(GOAL):
Every line from the one with "Guideline: for each instance of the black sweater, imagine" to the end of the data needs to be copied exactly, and no line before it.

(EXTRACTED INFORMATION):
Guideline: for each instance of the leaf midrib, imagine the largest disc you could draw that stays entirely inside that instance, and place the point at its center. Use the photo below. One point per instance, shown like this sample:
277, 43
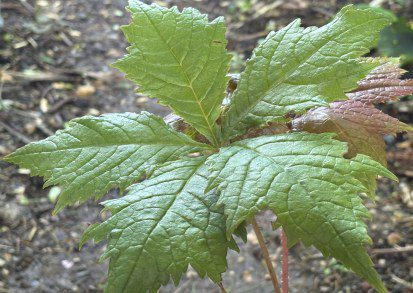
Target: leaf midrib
197, 100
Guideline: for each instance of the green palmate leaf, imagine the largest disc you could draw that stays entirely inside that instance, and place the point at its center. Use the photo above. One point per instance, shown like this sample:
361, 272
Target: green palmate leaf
161, 226
94, 154
296, 68
311, 188
180, 58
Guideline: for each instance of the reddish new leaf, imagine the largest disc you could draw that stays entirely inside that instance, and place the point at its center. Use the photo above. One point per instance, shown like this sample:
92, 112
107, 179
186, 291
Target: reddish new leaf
356, 121
383, 84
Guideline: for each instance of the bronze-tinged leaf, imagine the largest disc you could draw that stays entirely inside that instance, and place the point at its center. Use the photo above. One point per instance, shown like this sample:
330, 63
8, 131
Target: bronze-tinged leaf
356, 121
383, 84
359, 139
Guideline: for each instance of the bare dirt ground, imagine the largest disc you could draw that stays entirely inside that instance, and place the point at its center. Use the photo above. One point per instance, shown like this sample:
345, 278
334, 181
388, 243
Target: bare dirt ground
54, 58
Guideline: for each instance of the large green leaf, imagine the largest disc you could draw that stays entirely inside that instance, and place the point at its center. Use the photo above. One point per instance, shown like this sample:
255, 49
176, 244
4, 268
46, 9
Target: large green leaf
94, 154
296, 68
180, 58
311, 188
160, 227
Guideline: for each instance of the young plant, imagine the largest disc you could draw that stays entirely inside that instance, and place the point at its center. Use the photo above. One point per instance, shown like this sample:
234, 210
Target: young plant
196, 181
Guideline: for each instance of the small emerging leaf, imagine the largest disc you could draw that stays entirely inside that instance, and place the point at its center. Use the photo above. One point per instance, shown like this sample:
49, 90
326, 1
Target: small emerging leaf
94, 154
180, 58
160, 227
295, 68
357, 121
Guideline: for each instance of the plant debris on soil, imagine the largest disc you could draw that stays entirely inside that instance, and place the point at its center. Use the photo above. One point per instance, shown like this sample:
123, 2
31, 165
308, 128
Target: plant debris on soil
54, 66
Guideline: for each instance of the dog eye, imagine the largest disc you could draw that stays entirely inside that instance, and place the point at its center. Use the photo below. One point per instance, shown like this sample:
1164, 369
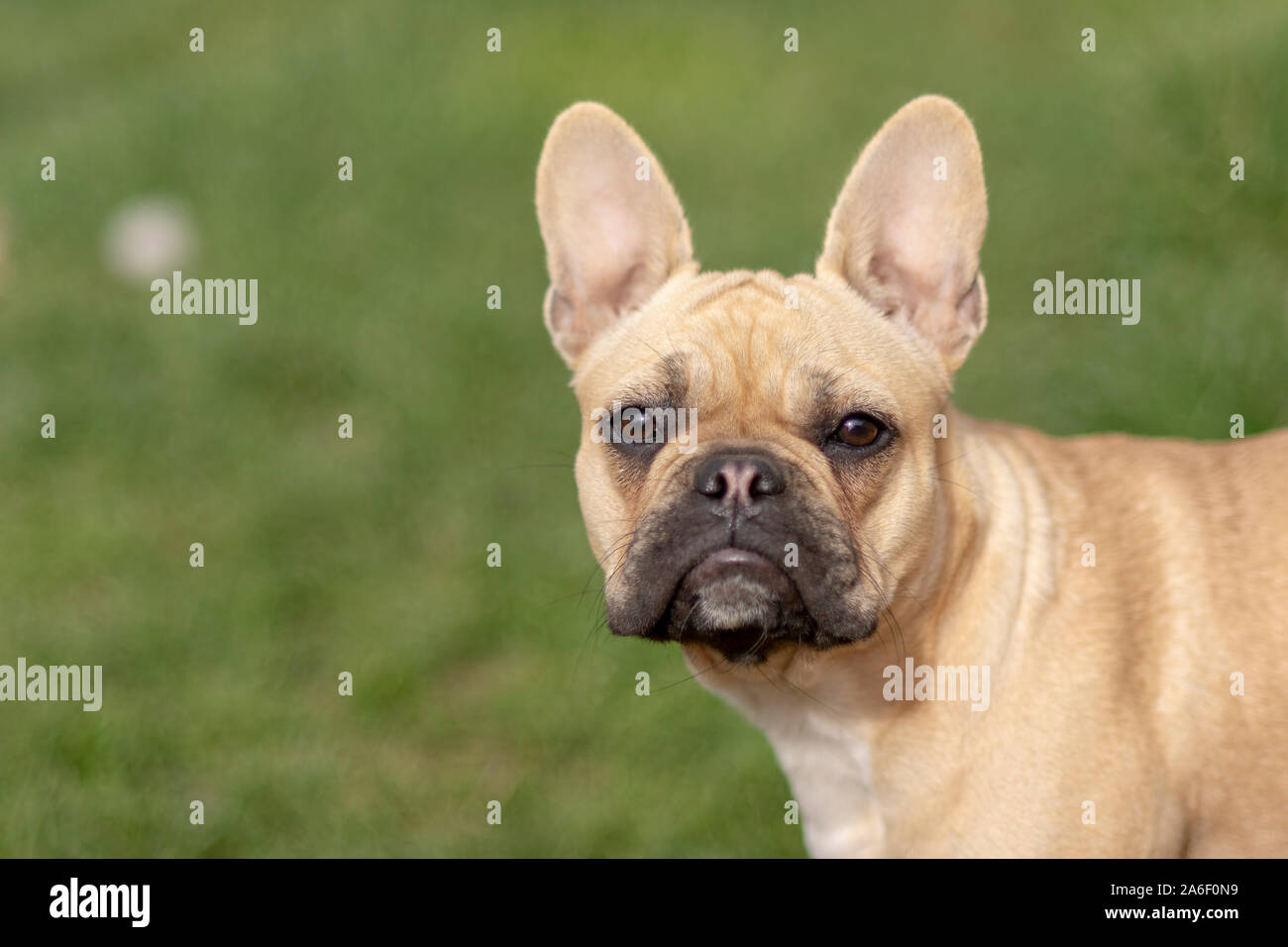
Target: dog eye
858, 431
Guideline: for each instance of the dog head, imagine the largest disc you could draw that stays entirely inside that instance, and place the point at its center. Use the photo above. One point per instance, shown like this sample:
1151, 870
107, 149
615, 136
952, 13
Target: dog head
758, 457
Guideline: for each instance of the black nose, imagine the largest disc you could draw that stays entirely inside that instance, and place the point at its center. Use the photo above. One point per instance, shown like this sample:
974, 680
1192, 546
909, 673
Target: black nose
738, 478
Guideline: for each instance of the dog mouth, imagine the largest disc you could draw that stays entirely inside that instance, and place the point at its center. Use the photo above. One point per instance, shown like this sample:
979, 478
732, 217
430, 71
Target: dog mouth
738, 602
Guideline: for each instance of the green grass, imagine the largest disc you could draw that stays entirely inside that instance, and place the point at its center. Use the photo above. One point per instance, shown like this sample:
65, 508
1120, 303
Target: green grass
323, 556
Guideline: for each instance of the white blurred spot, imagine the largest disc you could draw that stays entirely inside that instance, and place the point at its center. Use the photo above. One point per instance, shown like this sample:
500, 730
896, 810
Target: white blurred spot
149, 237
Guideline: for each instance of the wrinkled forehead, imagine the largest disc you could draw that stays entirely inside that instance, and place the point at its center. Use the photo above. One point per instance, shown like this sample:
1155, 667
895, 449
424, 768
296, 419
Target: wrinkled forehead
741, 339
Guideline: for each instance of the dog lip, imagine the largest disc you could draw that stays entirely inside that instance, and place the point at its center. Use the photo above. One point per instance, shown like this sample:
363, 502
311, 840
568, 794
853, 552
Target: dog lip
735, 560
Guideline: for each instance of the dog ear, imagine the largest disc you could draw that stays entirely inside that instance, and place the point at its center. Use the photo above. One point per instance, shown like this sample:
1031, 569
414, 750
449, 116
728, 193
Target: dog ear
909, 226
613, 227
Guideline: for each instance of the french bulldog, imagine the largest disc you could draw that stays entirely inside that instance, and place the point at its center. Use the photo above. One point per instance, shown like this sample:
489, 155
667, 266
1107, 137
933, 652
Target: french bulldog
844, 557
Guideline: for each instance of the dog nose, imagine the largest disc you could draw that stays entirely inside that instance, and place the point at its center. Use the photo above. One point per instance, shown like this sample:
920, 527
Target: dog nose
738, 478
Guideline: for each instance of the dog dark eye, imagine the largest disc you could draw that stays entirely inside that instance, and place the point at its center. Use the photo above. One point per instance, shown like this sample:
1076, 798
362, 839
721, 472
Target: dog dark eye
858, 431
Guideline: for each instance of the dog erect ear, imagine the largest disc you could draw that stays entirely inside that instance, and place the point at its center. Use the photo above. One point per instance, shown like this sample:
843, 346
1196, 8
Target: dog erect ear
907, 228
613, 227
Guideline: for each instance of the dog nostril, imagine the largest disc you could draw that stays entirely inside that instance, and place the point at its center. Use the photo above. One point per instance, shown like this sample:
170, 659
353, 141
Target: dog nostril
741, 478
712, 484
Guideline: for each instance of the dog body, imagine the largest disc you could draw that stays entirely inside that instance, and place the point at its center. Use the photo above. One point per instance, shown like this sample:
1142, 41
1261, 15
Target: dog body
1125, 600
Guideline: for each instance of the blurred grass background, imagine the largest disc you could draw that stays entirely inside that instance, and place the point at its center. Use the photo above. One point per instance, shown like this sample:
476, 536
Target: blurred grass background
368, 556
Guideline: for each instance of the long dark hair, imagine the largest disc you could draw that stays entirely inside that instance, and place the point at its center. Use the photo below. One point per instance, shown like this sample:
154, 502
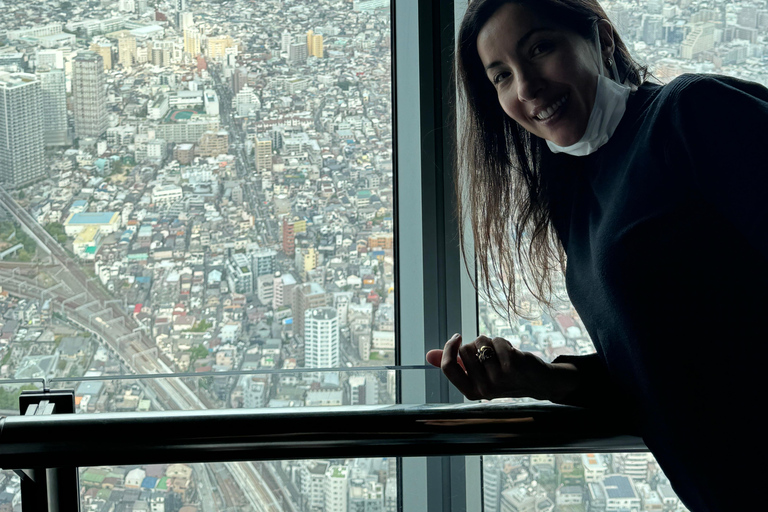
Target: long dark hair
500, 183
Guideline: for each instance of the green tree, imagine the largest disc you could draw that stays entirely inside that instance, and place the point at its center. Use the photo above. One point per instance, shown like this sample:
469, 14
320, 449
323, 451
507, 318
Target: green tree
9, 400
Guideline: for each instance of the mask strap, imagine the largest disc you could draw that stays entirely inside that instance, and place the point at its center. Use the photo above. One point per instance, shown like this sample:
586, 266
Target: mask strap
614, 69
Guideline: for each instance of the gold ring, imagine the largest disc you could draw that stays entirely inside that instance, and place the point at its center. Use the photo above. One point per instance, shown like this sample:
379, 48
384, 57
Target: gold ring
485, 353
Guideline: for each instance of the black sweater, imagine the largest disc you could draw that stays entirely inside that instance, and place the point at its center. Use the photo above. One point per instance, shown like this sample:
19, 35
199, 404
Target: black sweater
666, 233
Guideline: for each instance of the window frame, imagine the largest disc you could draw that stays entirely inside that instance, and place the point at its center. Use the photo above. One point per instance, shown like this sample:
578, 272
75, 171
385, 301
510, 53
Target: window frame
434, 295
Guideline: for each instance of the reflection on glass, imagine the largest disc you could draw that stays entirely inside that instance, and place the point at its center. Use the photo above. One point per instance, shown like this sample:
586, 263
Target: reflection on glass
337, 485
576, 483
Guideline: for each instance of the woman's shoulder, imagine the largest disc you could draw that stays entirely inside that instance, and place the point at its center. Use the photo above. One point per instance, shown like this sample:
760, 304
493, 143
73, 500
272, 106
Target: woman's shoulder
694, 88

(ANSWER BELOW):
Guideline: for each instance of the black sweater, imagine the largest disc you could draw that stays entirely inside that instance, and place the point at its center. Use the photo above. One point per instance, shown like this sample:
19, 35
199, 404
Target: black sweater
666, 233
Guideline: for each instance of the window frame, imagine the largest disc you could draw that stays entirely inside that instance, and place the point at its center. Use the photo above. One point per instance, shown like this sample:
578, 272
75, 171
385, 301
510, 53
Target: window frame
434, 295
Guideline: for each instance of the reflection on glass, imagine the largest disc you could draw that stays entirely inside that instance, and place the point at its center. Use the photo above. One point per instance, shown like this sample:
586, 263
Target: reflection on glass
337, 485
576, 483
Guideline: for each instance of the woman's shoulder, imagine the largest disc you could draw that stays entirely inside that instance, and place the point at its center. Use the photo above. One point per instance, shown like this sample:
760, 304
493, 143
73, 500
272, 106
Target: woman's shoulder
694, 88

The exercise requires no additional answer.